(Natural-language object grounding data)
* * * * *
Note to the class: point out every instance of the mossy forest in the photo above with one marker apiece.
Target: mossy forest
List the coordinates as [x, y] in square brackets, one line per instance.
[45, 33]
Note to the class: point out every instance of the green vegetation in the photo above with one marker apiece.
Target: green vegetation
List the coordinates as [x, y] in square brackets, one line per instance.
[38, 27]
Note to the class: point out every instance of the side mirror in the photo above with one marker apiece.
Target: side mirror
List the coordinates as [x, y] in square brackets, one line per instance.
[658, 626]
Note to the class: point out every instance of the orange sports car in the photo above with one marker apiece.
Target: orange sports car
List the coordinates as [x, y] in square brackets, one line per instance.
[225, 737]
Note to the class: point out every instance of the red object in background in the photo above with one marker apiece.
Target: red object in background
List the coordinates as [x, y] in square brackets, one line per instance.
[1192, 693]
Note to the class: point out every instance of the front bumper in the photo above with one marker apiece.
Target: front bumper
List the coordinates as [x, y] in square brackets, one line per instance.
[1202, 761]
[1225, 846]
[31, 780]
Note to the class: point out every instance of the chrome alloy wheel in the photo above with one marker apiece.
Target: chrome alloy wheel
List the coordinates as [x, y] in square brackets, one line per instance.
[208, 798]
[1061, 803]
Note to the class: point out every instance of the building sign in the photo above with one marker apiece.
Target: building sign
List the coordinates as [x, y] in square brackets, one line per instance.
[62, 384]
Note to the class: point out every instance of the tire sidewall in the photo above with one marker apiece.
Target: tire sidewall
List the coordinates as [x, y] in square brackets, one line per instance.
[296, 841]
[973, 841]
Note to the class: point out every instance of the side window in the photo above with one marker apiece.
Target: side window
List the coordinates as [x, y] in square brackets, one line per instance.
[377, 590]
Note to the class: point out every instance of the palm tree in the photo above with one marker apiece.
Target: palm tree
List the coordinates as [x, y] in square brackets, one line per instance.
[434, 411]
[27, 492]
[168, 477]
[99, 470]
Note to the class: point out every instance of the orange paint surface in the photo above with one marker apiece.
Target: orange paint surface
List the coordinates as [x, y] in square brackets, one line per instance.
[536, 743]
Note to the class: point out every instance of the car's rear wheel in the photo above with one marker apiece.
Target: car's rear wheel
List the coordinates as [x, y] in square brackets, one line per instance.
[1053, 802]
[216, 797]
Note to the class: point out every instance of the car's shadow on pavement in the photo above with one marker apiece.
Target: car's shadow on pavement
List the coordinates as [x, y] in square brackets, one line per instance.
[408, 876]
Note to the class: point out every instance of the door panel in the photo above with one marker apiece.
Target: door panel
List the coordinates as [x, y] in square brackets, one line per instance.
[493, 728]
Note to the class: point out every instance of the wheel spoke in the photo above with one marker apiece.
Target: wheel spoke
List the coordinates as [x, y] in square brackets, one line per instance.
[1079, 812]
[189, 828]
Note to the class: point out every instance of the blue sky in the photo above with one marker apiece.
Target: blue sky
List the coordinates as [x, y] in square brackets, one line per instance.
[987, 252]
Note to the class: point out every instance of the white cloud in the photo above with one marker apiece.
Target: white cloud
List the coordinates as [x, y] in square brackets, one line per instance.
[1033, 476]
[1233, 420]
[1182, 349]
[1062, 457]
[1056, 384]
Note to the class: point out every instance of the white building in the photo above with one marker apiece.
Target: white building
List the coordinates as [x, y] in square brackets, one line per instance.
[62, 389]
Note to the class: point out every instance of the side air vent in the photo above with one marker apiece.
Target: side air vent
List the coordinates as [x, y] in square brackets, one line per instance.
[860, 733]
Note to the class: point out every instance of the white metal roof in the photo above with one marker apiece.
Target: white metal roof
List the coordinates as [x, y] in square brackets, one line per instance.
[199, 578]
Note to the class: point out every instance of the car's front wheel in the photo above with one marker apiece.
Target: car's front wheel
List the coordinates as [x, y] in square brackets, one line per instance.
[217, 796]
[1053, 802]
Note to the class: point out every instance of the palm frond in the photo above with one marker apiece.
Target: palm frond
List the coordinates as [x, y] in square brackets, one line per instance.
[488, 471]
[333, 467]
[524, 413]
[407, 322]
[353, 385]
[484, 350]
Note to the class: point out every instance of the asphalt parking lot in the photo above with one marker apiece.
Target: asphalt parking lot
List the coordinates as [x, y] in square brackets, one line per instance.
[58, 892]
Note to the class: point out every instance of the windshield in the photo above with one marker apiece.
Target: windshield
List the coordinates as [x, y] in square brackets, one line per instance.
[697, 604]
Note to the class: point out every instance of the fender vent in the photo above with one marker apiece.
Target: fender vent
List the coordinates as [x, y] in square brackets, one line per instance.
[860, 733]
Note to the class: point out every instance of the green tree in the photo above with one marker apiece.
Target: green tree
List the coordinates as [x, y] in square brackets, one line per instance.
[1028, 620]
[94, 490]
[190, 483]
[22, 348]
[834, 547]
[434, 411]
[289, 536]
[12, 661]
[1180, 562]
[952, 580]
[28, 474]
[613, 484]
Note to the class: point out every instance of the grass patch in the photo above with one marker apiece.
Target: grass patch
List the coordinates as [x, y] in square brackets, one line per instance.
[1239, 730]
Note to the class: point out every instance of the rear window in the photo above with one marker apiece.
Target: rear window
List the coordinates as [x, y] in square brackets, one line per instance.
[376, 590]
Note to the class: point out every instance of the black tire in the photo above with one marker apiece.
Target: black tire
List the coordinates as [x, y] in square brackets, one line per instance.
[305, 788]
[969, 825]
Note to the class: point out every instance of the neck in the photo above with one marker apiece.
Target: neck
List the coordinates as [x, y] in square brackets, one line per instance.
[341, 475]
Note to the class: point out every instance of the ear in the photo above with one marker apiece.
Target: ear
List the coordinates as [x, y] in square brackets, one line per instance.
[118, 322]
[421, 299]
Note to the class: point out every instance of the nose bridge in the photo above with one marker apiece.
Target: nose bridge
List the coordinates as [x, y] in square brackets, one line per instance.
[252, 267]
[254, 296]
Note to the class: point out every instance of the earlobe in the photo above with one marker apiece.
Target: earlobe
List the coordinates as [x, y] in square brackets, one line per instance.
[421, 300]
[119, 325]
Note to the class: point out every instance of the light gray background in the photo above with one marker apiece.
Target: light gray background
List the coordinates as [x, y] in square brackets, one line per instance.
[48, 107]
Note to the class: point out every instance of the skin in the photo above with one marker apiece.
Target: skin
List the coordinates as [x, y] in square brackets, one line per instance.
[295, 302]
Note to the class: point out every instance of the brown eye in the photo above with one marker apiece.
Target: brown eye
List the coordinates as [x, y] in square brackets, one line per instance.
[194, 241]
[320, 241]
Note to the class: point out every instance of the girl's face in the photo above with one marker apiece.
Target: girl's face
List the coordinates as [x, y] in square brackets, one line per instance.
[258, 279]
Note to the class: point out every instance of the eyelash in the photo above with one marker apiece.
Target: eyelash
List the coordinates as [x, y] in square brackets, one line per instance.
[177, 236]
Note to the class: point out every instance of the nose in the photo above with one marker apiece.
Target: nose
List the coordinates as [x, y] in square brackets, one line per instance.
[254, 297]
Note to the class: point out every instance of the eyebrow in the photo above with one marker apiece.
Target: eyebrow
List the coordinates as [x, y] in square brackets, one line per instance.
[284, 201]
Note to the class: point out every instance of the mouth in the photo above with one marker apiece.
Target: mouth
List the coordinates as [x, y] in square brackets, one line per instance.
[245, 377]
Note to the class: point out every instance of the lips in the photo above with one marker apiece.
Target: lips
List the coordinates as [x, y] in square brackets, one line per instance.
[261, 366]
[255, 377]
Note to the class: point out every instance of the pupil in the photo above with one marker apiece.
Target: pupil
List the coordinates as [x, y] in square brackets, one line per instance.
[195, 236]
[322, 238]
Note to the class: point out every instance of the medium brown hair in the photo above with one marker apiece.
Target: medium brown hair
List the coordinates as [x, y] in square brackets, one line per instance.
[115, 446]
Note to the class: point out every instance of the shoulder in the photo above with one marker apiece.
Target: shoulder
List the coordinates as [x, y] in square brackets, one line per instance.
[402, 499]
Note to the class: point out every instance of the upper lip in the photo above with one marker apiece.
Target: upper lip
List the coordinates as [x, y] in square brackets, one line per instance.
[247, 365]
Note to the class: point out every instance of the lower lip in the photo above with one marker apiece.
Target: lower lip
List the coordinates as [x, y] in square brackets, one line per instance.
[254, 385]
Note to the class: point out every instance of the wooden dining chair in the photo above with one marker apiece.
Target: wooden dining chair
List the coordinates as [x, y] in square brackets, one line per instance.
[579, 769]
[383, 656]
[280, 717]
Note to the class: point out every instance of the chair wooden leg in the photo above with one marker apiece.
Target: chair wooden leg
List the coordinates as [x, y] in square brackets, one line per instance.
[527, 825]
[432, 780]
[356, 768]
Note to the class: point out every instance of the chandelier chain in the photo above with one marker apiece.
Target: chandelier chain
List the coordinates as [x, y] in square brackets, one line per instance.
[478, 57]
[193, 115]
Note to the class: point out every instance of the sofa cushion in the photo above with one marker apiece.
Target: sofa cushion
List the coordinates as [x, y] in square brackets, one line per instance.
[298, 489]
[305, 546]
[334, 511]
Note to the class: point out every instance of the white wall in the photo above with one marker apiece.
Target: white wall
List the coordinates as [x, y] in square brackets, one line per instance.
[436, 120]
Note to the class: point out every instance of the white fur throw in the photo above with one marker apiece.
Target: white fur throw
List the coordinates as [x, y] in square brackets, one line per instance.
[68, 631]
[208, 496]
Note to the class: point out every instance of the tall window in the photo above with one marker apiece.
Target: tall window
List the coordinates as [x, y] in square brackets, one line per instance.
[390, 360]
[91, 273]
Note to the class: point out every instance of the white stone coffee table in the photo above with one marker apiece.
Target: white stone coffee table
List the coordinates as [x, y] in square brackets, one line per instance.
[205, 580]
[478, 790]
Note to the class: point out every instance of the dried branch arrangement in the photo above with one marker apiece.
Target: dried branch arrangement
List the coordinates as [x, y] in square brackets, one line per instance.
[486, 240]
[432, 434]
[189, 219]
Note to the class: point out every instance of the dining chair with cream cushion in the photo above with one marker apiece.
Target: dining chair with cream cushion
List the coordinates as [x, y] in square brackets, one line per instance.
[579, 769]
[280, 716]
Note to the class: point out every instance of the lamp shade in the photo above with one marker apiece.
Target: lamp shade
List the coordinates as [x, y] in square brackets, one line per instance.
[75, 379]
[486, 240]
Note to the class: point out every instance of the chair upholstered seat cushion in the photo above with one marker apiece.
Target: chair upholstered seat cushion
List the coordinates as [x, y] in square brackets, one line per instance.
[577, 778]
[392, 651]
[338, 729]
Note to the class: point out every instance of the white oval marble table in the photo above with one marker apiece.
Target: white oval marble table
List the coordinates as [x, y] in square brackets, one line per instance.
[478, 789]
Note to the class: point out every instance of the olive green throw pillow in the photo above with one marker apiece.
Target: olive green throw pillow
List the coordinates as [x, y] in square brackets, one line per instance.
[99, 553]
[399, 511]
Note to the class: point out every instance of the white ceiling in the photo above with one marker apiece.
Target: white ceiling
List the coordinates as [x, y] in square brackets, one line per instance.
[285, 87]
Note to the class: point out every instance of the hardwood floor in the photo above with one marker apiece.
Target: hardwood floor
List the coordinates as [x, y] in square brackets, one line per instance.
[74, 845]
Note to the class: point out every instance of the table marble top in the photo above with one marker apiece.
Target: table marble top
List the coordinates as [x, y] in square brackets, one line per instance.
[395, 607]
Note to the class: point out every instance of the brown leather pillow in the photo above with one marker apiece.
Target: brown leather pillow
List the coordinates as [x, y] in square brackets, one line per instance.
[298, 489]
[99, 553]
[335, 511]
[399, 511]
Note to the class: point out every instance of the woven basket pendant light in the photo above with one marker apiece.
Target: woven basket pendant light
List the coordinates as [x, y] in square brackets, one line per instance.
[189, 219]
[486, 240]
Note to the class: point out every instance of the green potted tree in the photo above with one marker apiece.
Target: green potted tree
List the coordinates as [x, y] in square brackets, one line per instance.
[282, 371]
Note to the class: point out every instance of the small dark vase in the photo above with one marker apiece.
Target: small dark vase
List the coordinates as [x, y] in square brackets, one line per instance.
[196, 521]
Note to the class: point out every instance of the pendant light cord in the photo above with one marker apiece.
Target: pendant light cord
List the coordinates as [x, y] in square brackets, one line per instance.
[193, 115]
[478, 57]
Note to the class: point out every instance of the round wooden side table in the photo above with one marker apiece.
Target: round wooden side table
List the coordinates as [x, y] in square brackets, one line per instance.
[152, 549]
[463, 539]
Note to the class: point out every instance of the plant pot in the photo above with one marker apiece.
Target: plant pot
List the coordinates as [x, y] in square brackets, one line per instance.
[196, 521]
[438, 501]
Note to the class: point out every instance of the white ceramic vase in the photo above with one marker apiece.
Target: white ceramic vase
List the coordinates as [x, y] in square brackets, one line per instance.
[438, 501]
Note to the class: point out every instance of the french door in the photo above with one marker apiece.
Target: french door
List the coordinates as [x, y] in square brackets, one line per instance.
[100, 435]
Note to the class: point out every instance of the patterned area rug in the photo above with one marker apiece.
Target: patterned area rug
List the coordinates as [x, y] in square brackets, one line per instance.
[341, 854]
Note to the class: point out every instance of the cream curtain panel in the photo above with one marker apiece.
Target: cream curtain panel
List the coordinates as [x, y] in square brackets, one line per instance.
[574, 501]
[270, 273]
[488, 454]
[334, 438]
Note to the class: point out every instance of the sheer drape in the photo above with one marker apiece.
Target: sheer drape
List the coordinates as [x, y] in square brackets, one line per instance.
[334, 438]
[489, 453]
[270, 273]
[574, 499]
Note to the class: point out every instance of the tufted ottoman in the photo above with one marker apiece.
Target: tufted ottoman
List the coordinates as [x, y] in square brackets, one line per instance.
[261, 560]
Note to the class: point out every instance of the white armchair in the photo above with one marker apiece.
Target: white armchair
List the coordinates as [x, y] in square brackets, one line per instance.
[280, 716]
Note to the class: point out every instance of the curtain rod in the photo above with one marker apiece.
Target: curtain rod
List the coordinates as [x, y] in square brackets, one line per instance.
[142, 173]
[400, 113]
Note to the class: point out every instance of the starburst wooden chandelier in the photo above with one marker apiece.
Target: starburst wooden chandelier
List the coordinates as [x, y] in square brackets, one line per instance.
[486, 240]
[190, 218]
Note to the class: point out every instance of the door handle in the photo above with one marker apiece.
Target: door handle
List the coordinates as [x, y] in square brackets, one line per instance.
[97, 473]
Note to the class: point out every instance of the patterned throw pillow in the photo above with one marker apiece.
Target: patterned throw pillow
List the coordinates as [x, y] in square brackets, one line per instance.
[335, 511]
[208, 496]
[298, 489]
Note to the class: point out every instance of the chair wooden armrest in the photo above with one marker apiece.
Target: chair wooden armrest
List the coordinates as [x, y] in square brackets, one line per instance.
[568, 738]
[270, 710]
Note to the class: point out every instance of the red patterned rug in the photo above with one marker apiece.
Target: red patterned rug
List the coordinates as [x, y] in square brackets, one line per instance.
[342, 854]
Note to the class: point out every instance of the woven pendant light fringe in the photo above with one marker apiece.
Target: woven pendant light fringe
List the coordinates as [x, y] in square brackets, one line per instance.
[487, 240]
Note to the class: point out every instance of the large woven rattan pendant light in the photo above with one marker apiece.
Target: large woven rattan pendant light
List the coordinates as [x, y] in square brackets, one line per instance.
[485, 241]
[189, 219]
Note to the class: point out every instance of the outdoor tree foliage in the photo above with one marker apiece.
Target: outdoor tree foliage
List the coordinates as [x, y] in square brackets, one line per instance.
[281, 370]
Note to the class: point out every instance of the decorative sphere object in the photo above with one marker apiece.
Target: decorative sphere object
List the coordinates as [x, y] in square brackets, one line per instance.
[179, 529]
* * * * *
**Task directions**
Say how many lines in the data above contain the string "leather", and give no other output.

**Written response**
2